▶ ACTIVITY
Take the data below and extract the lines from the one with "box: [295, 1062, 351, 1101]" to the one with "positive clicks: (891, 413)", inclusive, exactly as written.

[Segmentation mask data]

——

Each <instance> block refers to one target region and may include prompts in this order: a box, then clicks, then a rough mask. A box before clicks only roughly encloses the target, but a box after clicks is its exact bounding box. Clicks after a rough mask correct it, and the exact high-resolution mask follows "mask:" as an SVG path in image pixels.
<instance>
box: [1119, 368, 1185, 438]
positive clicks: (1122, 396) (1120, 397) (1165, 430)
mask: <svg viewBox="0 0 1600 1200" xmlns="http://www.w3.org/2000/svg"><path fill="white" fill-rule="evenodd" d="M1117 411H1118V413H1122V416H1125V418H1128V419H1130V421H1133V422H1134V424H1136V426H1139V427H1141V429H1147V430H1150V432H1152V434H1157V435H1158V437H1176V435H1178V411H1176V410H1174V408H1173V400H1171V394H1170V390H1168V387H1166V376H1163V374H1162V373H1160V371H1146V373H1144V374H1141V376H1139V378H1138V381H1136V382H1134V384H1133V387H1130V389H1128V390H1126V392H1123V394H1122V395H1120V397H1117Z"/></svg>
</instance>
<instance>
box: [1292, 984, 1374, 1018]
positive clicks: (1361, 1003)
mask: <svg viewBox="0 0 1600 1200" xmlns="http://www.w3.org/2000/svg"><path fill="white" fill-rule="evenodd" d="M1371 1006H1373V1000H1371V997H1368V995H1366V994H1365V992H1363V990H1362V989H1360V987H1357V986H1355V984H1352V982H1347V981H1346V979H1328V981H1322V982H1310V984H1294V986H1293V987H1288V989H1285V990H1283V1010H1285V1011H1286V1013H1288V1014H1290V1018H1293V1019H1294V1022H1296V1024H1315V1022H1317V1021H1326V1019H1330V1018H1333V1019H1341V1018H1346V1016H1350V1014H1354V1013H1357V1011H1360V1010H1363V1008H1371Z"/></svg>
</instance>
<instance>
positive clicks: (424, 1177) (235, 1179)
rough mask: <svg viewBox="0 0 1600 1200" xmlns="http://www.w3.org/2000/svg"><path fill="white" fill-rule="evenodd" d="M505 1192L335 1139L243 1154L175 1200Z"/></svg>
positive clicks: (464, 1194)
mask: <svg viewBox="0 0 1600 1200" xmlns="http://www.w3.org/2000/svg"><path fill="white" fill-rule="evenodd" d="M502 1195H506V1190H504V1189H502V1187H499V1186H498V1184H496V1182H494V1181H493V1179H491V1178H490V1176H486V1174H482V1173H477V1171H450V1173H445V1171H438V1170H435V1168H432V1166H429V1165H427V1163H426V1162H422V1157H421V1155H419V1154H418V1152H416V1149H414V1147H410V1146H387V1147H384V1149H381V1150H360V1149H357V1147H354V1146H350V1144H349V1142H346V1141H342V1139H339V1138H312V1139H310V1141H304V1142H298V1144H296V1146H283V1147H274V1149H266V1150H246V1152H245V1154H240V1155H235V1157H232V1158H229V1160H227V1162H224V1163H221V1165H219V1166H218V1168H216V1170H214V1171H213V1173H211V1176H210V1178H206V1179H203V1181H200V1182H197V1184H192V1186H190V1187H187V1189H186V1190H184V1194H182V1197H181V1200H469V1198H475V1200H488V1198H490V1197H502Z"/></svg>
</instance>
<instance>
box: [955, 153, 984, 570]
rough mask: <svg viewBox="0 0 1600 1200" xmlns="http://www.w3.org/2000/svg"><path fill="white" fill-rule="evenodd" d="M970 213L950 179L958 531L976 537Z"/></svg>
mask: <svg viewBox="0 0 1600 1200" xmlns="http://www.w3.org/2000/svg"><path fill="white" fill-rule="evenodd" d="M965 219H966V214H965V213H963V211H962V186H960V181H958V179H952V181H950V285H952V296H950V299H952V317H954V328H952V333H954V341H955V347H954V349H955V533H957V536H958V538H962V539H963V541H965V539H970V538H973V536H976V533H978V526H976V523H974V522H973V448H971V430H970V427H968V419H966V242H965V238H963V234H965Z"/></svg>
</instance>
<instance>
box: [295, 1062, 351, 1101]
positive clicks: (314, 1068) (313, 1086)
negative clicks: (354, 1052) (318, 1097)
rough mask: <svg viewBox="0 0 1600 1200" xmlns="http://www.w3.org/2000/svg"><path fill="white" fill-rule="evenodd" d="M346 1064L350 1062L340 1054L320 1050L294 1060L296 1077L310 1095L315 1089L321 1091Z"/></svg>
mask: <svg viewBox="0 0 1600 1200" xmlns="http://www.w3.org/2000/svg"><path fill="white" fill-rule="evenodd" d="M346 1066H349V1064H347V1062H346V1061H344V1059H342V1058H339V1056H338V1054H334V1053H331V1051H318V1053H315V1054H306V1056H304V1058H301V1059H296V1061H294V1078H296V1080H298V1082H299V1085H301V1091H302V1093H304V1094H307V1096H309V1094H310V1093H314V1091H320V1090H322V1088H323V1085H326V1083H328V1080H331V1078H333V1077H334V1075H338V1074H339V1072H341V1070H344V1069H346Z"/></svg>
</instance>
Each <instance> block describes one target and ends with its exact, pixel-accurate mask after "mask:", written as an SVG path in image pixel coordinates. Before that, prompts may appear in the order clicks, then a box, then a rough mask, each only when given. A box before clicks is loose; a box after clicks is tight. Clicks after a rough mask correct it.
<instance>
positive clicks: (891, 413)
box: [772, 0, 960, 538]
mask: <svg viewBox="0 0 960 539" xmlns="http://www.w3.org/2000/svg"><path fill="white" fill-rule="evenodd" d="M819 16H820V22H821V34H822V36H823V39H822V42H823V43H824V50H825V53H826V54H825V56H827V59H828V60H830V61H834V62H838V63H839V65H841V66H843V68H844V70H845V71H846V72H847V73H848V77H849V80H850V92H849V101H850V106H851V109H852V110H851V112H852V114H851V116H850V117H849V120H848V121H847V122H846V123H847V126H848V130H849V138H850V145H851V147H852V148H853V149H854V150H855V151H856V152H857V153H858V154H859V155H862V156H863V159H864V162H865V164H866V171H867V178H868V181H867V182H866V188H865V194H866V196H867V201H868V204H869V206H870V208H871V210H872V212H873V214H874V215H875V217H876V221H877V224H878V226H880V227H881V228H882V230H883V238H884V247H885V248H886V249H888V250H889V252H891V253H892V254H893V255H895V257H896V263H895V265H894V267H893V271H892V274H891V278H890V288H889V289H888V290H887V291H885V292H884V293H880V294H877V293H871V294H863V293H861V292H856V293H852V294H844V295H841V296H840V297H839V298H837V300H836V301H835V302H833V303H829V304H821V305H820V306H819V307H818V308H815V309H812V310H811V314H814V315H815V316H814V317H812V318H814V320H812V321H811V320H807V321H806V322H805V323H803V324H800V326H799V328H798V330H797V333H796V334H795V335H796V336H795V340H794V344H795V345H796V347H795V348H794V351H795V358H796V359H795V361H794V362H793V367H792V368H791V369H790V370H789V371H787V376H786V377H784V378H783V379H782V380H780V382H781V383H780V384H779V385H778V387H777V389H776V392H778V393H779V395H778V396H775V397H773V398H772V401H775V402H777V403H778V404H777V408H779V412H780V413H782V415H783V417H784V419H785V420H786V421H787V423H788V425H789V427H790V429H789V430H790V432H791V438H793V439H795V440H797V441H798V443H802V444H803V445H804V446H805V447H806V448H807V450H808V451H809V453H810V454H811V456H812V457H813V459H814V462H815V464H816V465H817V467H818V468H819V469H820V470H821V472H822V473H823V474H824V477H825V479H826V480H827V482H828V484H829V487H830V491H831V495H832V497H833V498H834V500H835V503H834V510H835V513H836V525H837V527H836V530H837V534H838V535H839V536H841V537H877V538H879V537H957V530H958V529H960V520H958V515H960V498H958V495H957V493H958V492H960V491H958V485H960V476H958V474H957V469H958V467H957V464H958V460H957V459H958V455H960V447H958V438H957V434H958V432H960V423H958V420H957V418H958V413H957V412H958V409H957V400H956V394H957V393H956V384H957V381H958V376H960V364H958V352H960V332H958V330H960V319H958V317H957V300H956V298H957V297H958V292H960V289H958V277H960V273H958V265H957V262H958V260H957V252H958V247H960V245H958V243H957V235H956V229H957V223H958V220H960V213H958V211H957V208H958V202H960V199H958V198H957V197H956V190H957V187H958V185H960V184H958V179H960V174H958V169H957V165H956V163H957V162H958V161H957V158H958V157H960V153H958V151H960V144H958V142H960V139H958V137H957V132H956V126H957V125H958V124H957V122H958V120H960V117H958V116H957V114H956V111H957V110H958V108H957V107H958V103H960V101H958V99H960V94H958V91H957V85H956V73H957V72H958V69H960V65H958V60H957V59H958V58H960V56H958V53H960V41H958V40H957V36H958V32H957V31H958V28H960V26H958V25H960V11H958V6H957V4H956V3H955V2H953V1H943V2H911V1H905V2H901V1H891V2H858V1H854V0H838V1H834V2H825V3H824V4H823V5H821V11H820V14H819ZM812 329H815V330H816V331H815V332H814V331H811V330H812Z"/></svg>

——

▶ ANSWER TO THIS EXERCISE
box: [295, 1062, 351, 1101]
positive clicks: (314, 1068) (313, 1086)
negative clicks: (354, 1052) (318, 1097)
rough mask: <svg viewBox="0 0 1600 1200" xmlns="http://www.w3.org/2000/svg"><path fill="white" fill-rule="evenodd" d="M346 1064L350 1062L340 1054L320 1050L294 1060L296 1077L310 1095L315 1089L321 1091Z"/></svg>
mask: <svg viewBox="0 0 1600 1200" xmlns="http://www.w3.org/2000/svg"><path fill="white" fill-rule="evenodd" d="M346 1066H349V1064H347V1062H346V1061H344V1059H342V1058H339V1056H338V1054H334V1053H331V1051H318V1053H315V1054H306V1056H304V1058H301V1059H296V1061H294V1078H296V1080H298V1082H299V1085H301V1091H302V1093H304V1094H307V1096H309V1094H310V1093H314V1091H320V1090H322V1088H323V1085H326V1083H328V1080H331V1078H333V1077H334V1075H338V1074H339V1072H341V1070H344V1069H346Z"/></svg>
</instance>
Each <instance> block describes one target and ends with its exact, pixel-accurate mask after "mask:", written as an SVG path in image pixel coordinates. Before that, prompts may appear in the order clicks, then a box, then a rough mask, each only when given. A box before clicks is loose; a box after clicks is tight. Clicks after a rough mask correct it.
<instance>
positive clicks: (891, 413)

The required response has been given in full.